» **DOCUMENT TEXT**:
^^^^
The week the iPad went on sale in Britain, the first person I met who owned one was publisher Michael Mack. Before setting up his own company in 2010, Mack had been managing director of Steidl, the German publisher that had come to dominate the market in specialist art and photography books and set a new standard in production quality. The iPad had brought a gleam to his eye. By 2011 he had two companies, MACK Books and MAPP editions, the second to publish visual eBooks, downloadable as apps. He thought this would be the future but, talking now, acknowledges that almost the opposite has been the case.

“You’re right. I put a lot of my working time into the digital possibilities. But what I came to realise is that where our market was expanding most, for MACK, was in the really young students, who were supposedly digital natives. They’re the ones — because their world is completely digital — who love the physical photobook, the physical art book, the art object,” he says, comparing it to the comeback of vinyl records.

His digital company is, he says, still very much a work-in-progress. “We just haven’t come to the solution on it but it’s still got a heartbeat, and we’ll continue to maintain it. Basically, I think we were a bit ahead of the wave.”

While his titles have artisan qualities in their design and production, Mack’s ambitions go far beyond limited editions. His aim is to build a self-sustaining company that delivers online and retail sales more efficiently, replacing the old business models more or less destroyed by Amazon’s massive discounting, which has left publishers and retailers unable to compete. “I’m interested in publishing a very curated list of books. In a sense it’s more like a gallery, choosing works you believe in, but also, importantly, that you think you can sell; you can build an audience out of the books you make.”

He praises the “wonderful creativity” of photobook publishing today but fears that the boom will turn out to be a bubble. “It’s self-sustaining in terms of sales — there may be 500 people around the world who all know what’s being published; they all buy a copy and that’s the print run. In practical terms, there is no way you can print a thousand copies and make a return on it unless you’re pricing it ridiculously high. So, commercially, I don’t understand what is underpinning and sustaining these projects.”

Mack has a point, says Gordon MacDonald, who co-founded the independent publisher GOST four years ago. “You make a book that costs £15,000 to make. You sell 1,000 copies at £30 each and you lose 50 per cent to distribution. You’re pretty much back to the same place if you’re lucky. ” What keeps him going, he says, is “spotting what will make a great book and working with a photographer to turn that into a book.”
^^^^
» **MATERIAL**:
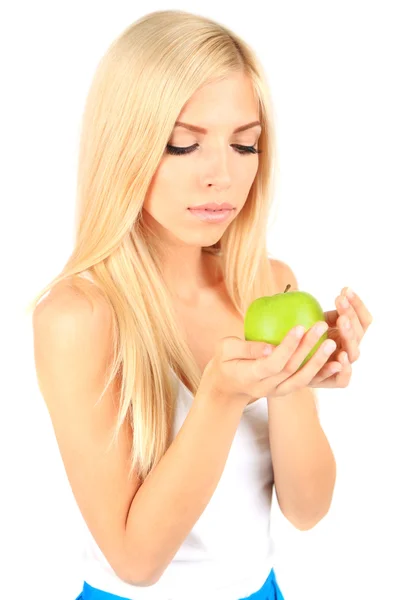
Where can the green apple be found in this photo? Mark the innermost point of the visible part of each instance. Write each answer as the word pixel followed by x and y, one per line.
pixel 270 318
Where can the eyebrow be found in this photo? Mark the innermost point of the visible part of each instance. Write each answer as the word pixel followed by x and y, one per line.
pixel 203 130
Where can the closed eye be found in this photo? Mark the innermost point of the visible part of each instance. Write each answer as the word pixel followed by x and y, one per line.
pixel 240 149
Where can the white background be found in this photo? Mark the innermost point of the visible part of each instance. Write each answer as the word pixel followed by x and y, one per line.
pixel 333 69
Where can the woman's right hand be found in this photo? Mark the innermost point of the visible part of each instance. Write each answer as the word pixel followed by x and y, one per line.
pixel 239 370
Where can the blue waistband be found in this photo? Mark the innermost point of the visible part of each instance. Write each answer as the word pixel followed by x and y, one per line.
pixel 269 591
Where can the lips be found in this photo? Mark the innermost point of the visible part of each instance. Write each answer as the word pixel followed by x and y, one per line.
pixel 212 206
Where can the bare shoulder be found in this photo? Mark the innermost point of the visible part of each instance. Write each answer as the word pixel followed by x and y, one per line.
pixel 74 295
pixel 72 352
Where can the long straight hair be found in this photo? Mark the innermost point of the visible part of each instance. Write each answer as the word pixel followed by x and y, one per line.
pixel 139 89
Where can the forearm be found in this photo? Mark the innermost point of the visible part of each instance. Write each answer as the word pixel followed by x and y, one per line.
pixel 175 494
pixel 303 462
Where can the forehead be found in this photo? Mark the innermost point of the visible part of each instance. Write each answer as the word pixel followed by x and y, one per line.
pixel 230 102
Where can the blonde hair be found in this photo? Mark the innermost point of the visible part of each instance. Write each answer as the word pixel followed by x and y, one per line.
pixel 139 89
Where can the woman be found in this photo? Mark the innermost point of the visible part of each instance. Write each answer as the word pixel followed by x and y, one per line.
pixel 172 427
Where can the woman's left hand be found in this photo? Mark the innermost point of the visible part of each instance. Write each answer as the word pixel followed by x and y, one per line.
pixel 347 341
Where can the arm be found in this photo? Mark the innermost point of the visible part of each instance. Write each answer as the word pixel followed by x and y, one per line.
pixel 139 526
pixel 303 462
pixel 175 494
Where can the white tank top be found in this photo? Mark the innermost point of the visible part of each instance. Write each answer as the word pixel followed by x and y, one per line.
pixel 229 552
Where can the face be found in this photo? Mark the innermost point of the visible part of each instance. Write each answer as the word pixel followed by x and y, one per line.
pixel 218 166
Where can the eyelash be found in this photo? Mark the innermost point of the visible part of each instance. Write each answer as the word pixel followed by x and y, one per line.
pixel 240 149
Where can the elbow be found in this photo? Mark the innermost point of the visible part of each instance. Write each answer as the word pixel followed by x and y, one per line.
pixel 306 525
pixel 140 579
pixel 142 575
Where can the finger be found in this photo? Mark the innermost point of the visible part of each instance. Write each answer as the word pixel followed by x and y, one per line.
pixel 235 348
pixel 276 362
pixel 338 380
pixel 363 313
pixel 331 316
pixel 327 374
pixel 304 376
pixel 348 312
pixel 350 341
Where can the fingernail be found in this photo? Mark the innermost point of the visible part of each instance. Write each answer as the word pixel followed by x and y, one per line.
pixel 321 328
pixel 329 347
pixel 345 302
pixel 299 331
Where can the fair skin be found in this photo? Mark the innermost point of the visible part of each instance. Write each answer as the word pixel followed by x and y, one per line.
pixel 214 172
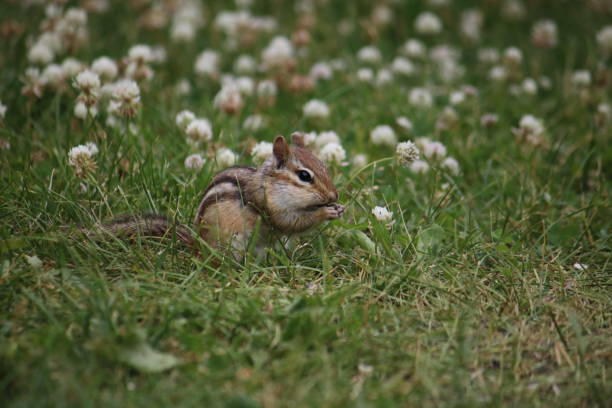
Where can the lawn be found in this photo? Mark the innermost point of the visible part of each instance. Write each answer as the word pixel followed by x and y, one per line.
pixel 469 142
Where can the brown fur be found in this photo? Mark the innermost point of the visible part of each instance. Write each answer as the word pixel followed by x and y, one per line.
pixel 240 198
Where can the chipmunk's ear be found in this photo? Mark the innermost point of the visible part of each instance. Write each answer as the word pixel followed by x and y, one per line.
pixel 297 138
pixel 281 151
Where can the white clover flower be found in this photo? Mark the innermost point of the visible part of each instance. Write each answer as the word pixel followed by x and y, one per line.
pixel 427 23
pixel 581 78
pixel 261 151
pixel 434 150
pixel 277 53
pixel 254 122
pixel 53 40
pixel 404 123
pixel 316 109
pixel 40 54
pixel 488 55
pixel 529 86
pixel 514 10
pixel 604 39
pixel 544 34
pixel 81 110
pixel 245 65
pixel 365 74
pixel 225 157
pixel 325 138
pixel 383 135
pixel 332 153
pixel 199 130
pixel 321 70
pixel 126 90
pixel 420 97
pixel 87 81
pixel 81 158
pixel 126 96
pixel 450 164
pixel 105 67
pixel 207 63
pixel 76 152
pixel 406 153
pixel 530 125
pixel 489 119
pixel 414 48
pixel 53 74
pixel 184 118
pixel 369 54
pixel 382 214
pixel 194 162
pixel 141 54
pixel 402 66
pixel 182 87
pixel 93 148
pixel 360 160
pixel 498 73
pixel 419 167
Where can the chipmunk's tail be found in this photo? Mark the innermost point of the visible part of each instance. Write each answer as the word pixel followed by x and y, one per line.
pixel 146 225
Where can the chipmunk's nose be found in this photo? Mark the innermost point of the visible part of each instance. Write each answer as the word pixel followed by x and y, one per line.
pixel 333 196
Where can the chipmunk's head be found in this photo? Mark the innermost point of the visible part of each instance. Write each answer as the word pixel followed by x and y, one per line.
pixel 299 191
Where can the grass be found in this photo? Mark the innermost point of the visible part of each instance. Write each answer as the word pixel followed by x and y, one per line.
pixel 470 297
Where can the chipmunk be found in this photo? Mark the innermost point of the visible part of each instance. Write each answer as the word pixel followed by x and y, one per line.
pixel 289 193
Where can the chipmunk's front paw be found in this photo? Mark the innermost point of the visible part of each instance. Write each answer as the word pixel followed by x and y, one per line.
pixel 334 211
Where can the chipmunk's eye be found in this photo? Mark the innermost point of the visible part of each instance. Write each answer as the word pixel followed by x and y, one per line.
pixel 304 176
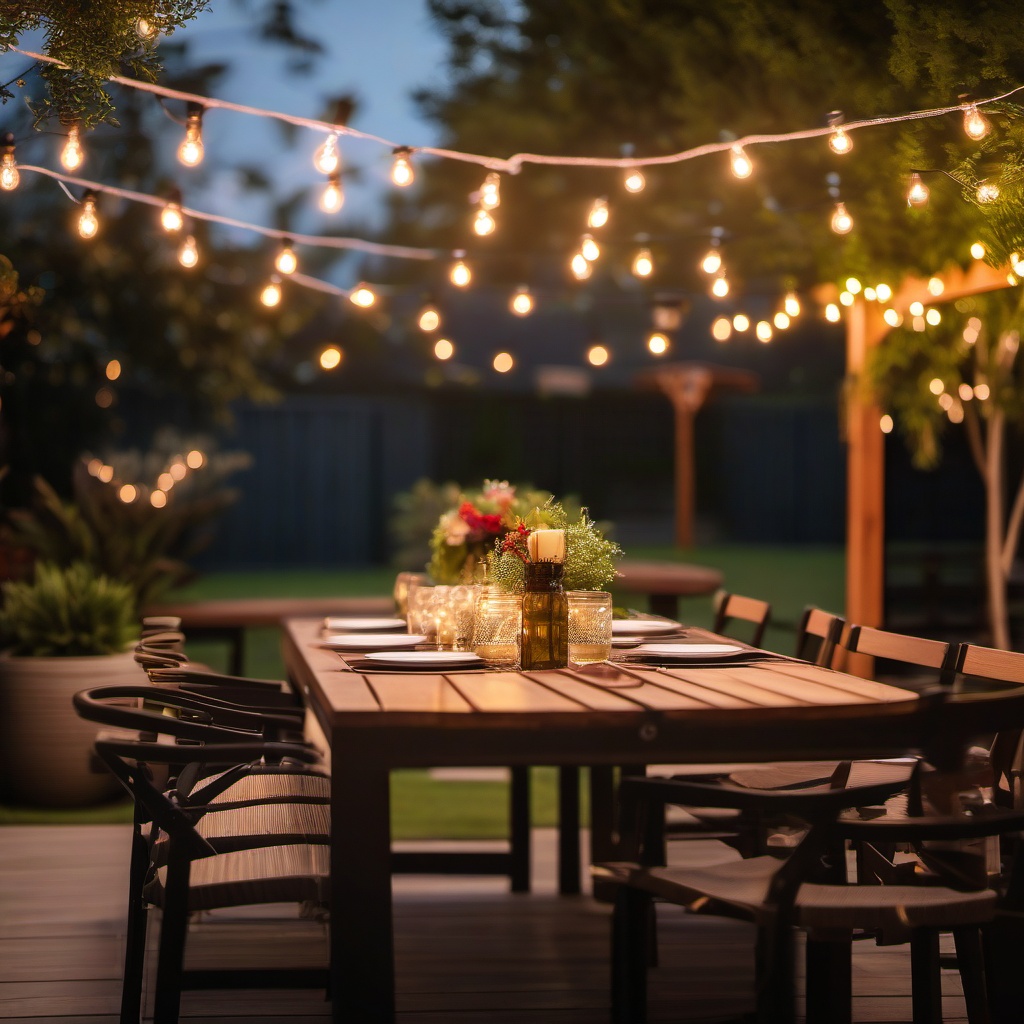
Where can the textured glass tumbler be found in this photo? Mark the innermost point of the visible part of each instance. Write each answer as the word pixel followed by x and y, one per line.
pixel 590 626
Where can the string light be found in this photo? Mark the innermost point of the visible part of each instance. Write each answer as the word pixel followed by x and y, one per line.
pixel 460 274
pixel 643 264
pixel 598 215
pixel 8 168
pixel 270 296
pixel 88 222
pixel 842 222
pixel 327 159
pixel 190 150
pixel 188 254
pixel 918 192
pixel 742 166
pixel 522 301
pixel 72 156
pixel 976 126
pixel 286 260
pixel 634 180
pixel 401 167
pixel 333 197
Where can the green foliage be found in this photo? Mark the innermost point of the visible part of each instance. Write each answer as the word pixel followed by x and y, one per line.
pixel 67 612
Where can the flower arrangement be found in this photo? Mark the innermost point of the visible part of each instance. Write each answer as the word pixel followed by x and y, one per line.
pixel 465 536
pixel 590 557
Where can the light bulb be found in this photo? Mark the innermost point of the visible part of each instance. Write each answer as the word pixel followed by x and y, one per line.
pixel 712 262
pixel 333 198
pixel 270 296
pixel 72 155
pixel 170 217
pixel 287 261
pixel 363 296
pixel 190 150
pixel 88 222
pixel 483 223
pixel 634 180
pixel 643 265
pixel 460 274
pixel 580 266
pixel 918 193
pixel 188 254
pixel 842 222
pixel 598 215
pixel 522 302
pixel 9 175
pixel 742 166
pixel 401 167
pixel 975 125
pixel 491 197
pixel 840 142
pixel 327 159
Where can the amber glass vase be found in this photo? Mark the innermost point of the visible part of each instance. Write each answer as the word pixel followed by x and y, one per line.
pixel 545 619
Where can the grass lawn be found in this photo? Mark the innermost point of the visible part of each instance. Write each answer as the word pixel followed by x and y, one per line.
pixel 423 807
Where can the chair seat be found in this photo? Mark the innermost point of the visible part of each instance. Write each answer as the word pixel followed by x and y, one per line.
pixel 296 873
pixel 743 884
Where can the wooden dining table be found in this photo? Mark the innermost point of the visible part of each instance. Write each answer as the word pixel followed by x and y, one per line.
pixel 377 721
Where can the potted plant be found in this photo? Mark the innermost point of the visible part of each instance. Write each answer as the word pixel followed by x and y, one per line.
pixel 64 631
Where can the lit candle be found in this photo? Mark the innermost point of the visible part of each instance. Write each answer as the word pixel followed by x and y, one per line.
pixel 547 546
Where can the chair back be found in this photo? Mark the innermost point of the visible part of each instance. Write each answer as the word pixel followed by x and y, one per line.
pixel 817 636
pixel 730 608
^^^^
» **GIVEN PROBLEM A**:
In the photobook publishing article, rewrite the paragraph beginning "While his titles have artisan qualities" as a bulleted list that keeps its main facts.
» **GIVEN PROBLEM B**:
Name every company or publisher mentioned in the photobook publishing article.
» **GIVEN PROBLEM C**:
Carry the photobook publishing article forward from its final paragraph, continuing in the same journalistic style.

» **WRITTEN RESPONSE A**:
- Mack's books are artisanal in design and production, but his ambitions go well beyond limited editions.
- He aims to build a self-sustaining company that handles online and retail sales more efficiently.
- That company would replace the old business models, which Amazon's heavy discounting has largely destroyed, leaving publishers and retailers unable to compete.
- He wants a tightly curated list, run much like a gallery: works he believes in and thinks he can sell, so that the books build an audience.

» **WRITTEN RESPONSE B**:
- Steidl
- MACK Books
- MAPP editions
- Amazon
- GOST

» **WRITTEN RESPONSE C**:
Even a publisher as well-established as Gerhard Steidl gives me a very conservative estimate when it comes to making profits from his books. “A publishing house either loses money and then they go bankrupt, or they make between two and five per cent profit,” he says — adding that being a printer as well “saves a lot of money”, and enables him to print books for other houses.

For small publishers, there is no one-size-fits-all business model. Books can be funded by advance sales, grants, subscriptions, print sales or an investment from a gallery. Many photographers — usually making a living from more commercial work — put money in themselves. Rather than royalties, they are likely to receive payment in kind, usually a percentage of the print run, which they can sell via their own channels.

One pioneer in the self-publishing world is Stephen Gill, a photographer who set up his own imprint, Nobody Books, in 2005 and has gone on to publish more than 40 titles. For Gill self-publishing was more a question of control. “I wanted something made with the same frame of mind as made the work. I wanted the book to have the same spirit.” Nobody’s first book was Invisible, a series of photographs showing how the visibility jackets worn by workers in dangerous occupations made their wearers invisible to the public. Gill printed 1,000 copies — the figure was “guesswork”, he says now — and distributed them through friends. These were hardback editions, well bound and printed. “I always tried to publish the highest-quality book at the best possible prices.”

Gill admits to being worried, amid all the hype around self-publishing, that the main point of making a book is getting lost. At a photo fair he went to last year, he says, “Everybody was talking about the buzz, about Twitter, about sending [their books] to the right people. Not about the content. The hype is being created by a few people at the top of a pyramid. The future of photography should be in the hands of the authors. A great book should make itself known.”

What does all this mean for traditional illustrated book publishers, such as Thames & Hudson, which publishes around 200 illustrated titles a year? Johanna Neurath, whose grandfather Walter founded the company in 1949, is its design director. “We’re publishing more photography titles, not necessarily more monographs or artist’s books, but books like the Magnum anthologies,” she says. “Anything by a photographer who doesn’t have a big name, or lots of exhibitions, is tough. We’re not as nimble [as a small publisher].”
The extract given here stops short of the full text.